(Dataset rows showing where objects appear)
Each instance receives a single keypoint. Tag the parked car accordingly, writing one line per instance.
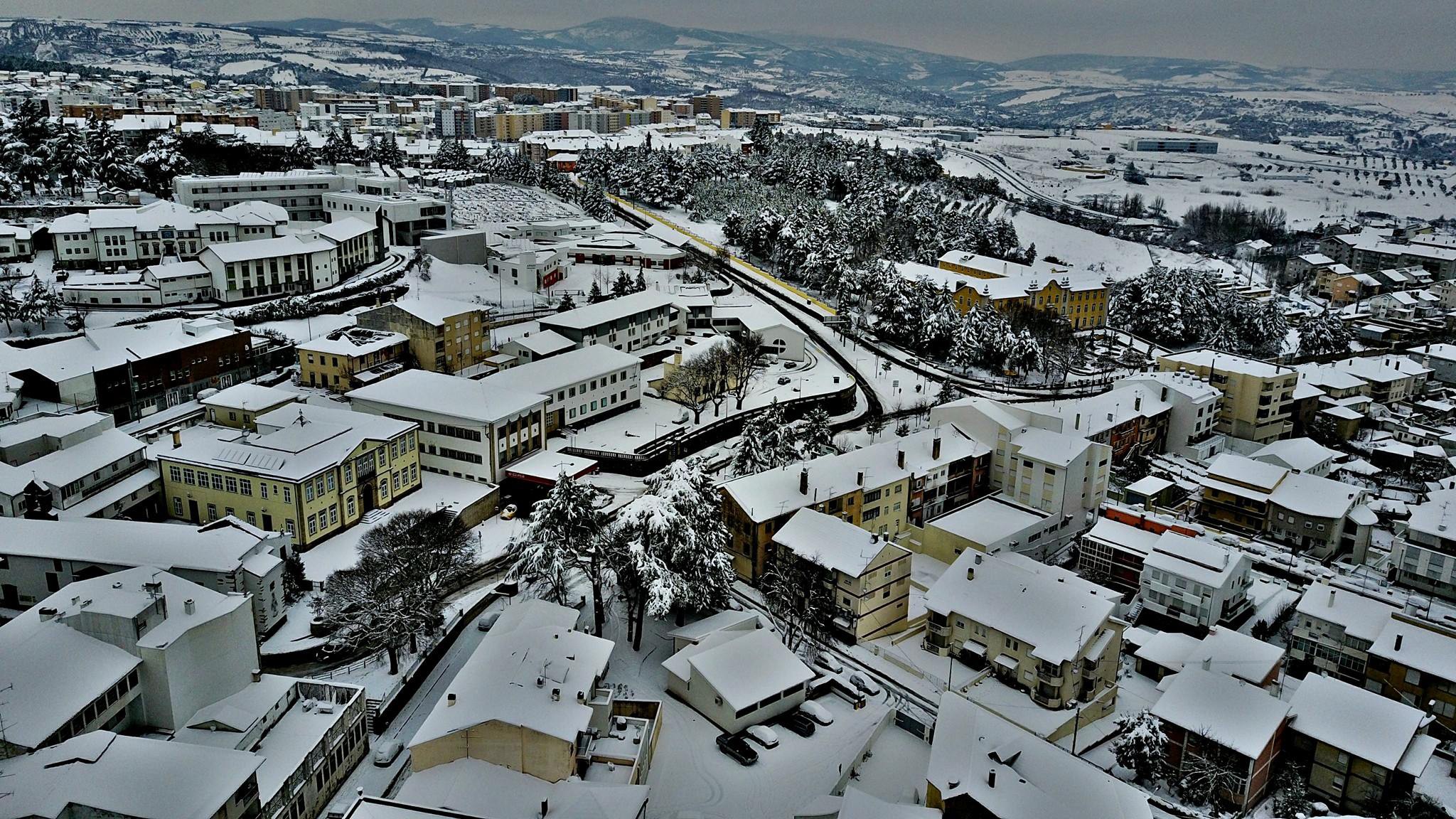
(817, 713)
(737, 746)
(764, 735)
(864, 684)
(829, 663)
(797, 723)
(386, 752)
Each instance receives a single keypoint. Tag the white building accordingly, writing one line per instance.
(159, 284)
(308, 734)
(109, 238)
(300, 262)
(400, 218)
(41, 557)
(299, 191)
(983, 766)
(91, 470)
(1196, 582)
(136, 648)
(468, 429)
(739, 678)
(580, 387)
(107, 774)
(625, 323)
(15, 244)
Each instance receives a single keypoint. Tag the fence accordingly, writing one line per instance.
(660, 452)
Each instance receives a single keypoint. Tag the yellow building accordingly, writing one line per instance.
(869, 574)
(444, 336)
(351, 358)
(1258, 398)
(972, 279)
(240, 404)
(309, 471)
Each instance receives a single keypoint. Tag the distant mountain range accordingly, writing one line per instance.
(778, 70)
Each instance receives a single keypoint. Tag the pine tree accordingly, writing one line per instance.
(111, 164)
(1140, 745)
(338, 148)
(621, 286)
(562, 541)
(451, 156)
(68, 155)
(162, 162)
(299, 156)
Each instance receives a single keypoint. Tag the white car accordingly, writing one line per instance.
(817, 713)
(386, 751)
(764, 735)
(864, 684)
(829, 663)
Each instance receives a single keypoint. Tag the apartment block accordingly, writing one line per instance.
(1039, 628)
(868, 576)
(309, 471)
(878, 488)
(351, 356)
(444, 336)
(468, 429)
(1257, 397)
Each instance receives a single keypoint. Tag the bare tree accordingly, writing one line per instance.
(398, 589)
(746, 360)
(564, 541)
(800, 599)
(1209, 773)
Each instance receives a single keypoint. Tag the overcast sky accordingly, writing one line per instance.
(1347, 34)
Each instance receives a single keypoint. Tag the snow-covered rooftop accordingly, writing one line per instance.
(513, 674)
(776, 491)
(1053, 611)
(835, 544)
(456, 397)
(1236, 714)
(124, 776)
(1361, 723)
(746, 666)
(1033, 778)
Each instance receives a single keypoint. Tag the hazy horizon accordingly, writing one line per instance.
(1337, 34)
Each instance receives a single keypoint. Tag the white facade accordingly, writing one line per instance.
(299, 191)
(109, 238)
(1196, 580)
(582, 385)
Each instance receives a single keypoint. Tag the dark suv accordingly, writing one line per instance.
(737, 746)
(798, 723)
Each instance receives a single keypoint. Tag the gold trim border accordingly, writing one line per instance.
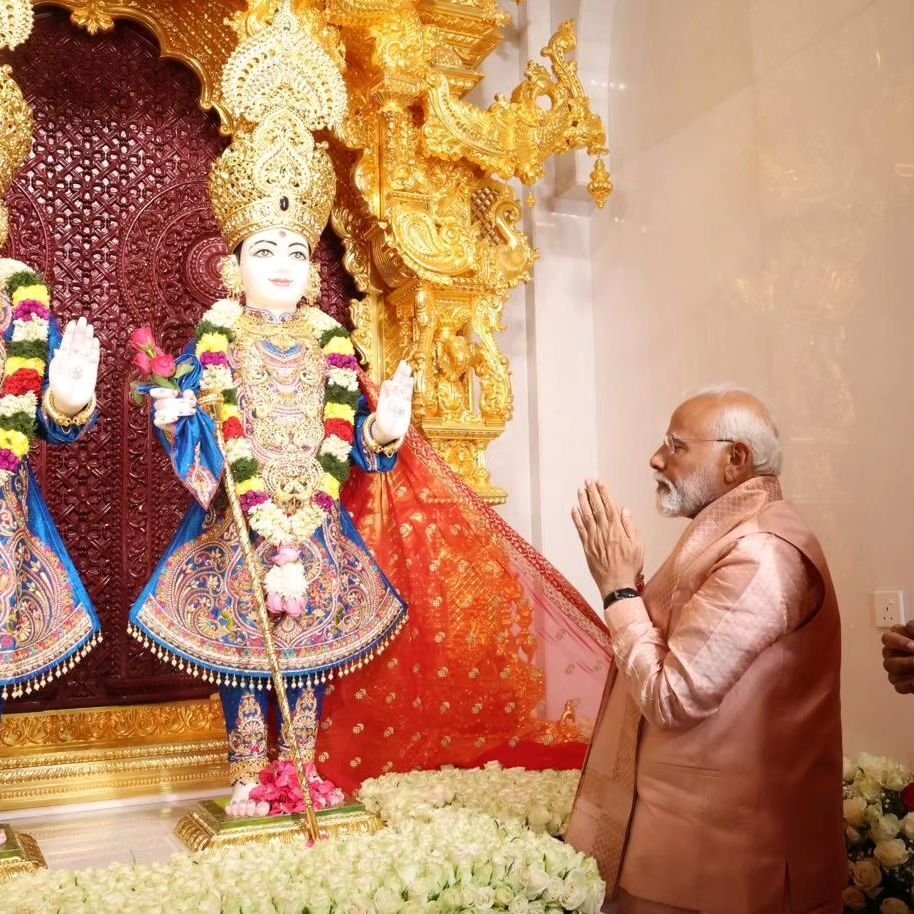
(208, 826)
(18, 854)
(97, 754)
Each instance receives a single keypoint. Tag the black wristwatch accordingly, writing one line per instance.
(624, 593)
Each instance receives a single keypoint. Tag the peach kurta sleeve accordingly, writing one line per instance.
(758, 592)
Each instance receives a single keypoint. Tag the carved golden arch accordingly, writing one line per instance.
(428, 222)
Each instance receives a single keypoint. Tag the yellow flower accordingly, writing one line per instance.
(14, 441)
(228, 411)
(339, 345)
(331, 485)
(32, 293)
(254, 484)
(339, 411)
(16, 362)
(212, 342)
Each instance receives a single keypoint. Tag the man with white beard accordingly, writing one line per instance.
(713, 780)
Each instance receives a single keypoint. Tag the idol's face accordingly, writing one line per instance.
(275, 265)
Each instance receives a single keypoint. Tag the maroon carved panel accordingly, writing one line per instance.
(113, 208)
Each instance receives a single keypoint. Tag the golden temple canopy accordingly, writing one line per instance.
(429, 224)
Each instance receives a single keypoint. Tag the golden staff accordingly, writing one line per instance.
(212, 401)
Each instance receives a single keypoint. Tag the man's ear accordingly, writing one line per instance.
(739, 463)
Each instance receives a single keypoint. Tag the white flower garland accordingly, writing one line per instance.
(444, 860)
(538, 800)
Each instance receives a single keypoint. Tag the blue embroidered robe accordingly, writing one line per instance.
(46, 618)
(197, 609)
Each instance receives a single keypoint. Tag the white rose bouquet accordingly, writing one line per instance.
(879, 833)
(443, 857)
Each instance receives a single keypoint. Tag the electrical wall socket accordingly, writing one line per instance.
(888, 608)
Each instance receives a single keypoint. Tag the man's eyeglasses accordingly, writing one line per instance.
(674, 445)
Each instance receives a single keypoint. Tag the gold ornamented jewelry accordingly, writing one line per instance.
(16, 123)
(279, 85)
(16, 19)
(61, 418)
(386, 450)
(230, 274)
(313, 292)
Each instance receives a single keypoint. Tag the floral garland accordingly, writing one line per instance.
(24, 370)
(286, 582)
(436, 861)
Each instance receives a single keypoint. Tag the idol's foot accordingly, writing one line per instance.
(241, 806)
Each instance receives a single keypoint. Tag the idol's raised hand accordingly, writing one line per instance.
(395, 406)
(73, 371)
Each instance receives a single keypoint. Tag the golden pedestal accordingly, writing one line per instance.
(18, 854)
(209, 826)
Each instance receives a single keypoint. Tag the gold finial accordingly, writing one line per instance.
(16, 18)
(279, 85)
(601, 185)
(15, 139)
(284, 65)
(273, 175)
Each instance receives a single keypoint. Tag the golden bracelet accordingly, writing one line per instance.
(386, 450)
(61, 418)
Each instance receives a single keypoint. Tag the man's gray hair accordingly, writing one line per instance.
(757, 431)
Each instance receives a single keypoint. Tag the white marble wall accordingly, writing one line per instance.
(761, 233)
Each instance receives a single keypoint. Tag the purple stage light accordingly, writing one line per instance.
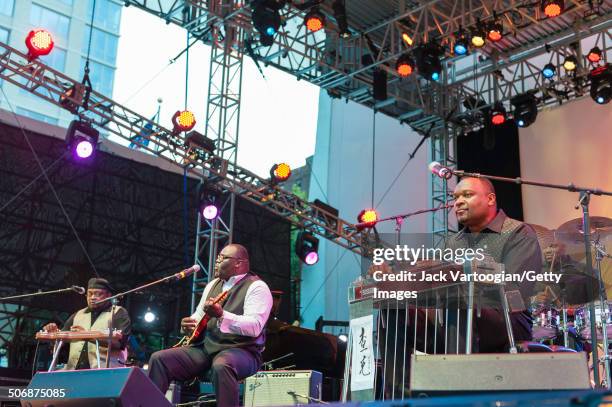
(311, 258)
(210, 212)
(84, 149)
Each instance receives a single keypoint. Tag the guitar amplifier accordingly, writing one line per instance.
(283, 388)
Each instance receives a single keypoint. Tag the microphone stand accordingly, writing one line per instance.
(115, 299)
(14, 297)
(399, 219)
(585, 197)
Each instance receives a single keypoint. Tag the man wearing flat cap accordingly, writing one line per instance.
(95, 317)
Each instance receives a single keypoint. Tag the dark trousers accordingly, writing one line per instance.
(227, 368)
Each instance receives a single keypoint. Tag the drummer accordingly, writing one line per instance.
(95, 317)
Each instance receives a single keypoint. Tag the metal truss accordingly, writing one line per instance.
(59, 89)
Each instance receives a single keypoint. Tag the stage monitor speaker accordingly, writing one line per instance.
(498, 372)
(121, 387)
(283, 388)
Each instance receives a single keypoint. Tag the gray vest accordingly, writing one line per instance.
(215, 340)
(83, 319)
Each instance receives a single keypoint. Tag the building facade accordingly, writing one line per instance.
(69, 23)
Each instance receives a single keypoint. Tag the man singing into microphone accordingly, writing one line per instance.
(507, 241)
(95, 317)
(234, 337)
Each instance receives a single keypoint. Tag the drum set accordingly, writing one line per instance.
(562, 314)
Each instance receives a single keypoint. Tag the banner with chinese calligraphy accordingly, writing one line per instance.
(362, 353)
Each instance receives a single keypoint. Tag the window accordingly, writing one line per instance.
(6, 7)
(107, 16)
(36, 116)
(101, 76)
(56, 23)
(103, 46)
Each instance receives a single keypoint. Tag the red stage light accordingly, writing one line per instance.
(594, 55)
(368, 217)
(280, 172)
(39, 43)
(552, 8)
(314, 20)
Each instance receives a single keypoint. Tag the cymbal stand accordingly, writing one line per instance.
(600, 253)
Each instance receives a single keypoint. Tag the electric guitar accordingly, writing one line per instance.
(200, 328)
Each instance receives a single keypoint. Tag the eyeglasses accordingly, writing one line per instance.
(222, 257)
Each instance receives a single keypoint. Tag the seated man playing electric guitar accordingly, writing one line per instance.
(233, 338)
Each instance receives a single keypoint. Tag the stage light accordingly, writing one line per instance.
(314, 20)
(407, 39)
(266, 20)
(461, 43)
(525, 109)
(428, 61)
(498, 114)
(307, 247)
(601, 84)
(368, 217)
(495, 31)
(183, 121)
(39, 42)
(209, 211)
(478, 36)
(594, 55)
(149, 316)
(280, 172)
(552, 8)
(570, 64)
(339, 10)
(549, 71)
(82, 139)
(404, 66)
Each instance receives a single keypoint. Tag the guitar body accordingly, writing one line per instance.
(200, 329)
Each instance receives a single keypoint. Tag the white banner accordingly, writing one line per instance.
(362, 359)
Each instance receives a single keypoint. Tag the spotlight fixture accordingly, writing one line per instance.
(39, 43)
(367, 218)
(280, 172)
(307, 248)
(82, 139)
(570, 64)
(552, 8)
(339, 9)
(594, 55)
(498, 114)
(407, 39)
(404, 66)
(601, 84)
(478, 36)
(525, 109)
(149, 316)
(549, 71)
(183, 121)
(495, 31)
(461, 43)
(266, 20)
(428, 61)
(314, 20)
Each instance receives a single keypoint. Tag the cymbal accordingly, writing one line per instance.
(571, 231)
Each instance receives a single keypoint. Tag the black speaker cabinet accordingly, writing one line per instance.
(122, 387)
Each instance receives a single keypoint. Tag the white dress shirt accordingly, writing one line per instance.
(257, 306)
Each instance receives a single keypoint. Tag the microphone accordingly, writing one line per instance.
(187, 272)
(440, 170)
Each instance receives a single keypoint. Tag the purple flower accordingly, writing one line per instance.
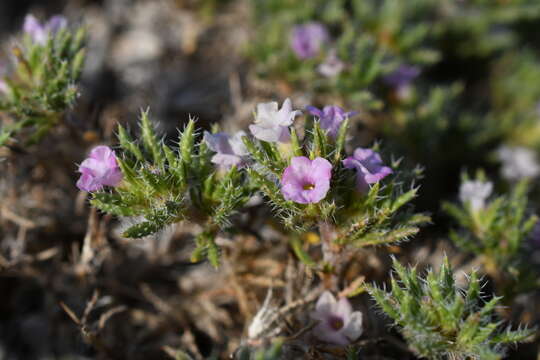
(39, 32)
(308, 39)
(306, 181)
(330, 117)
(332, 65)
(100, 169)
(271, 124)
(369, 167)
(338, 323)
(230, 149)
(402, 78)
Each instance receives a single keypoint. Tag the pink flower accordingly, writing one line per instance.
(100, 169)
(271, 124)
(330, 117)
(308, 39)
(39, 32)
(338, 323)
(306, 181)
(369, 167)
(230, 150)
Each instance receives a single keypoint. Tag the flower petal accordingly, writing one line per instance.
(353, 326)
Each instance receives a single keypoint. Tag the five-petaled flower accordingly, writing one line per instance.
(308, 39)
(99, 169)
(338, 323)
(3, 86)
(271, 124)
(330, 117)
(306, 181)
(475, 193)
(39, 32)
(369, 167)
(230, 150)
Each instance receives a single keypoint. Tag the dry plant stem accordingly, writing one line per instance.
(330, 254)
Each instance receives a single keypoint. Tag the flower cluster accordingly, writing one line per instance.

* [GIVEN EXERCISE]: Rewrite the material as a Markdown table with the columns Row and Line, beginning at the line that contains "Each instance receives a single keypoint. Tag the distant" and ending after the line that contains "(1257, 397)". Number each line under Row, put its text under Line, and leave out blank lines.

* [EXERCISE OUTPUT]:
| Row | Line |
|---|---|
| 1 | Each instance receives a single keypoint. Tag the distant mountain range accordingly, writing one line per instance. |
| 2 | (778, 70) |
| 3 | Each instance receives a single keypoint. Tag the pine tree accordingly, writing one line per instance. |
| 4 | (111, 164) |
| 5 | (1140, 745) |
| 6 | (338, 148) |
| 7 | (621, 286) |
| 8 | (562, 541) |
| 9 | (451, 156) |
| 10 | (68, 155) |
| 11 | (162, 162) |
| 12 | (299, 156) |
| 13 | Each instance receives a single keypoint. Tag the white car accordingly, writing one line per instance. |
| 14 | (817, 713) |
| 15 | (386, 751) |
| 16 | (764, 735) |
| 17 | (864, 684) |
| 18 | (829, 663) |
| 19 | Each instance receives a single keypoint. Tag the apartment block accordingly, writing one line per instance. |
| 20 | (1039, 628) |
| 21 | (868, 576) |
| 22 | (309, 471) |
| 23 | (878, 488) |
| 24 | (351, 356) |
| 25 | (444, 336) |
| 26 | (468, 429) |
| 27 | (1257, 397) |